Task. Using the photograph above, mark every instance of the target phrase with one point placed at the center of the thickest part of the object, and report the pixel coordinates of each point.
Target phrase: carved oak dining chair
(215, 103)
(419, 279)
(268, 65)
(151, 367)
◆ ◆ ◆ ◆ ◆ ◆ ◆
• _YOUR TASK_
When you repeat the data, keep each line exactly as given.

• _SOLUTION_
Task. Using the photograph above, mark every instance of the target phrase with one point placed at the center of the thickest part of the object, and report the pixel coordinates of each point.
Target phrase: carved oak dining chair
(215, 103)
(419, 279)
(268, 65)
(151, 367)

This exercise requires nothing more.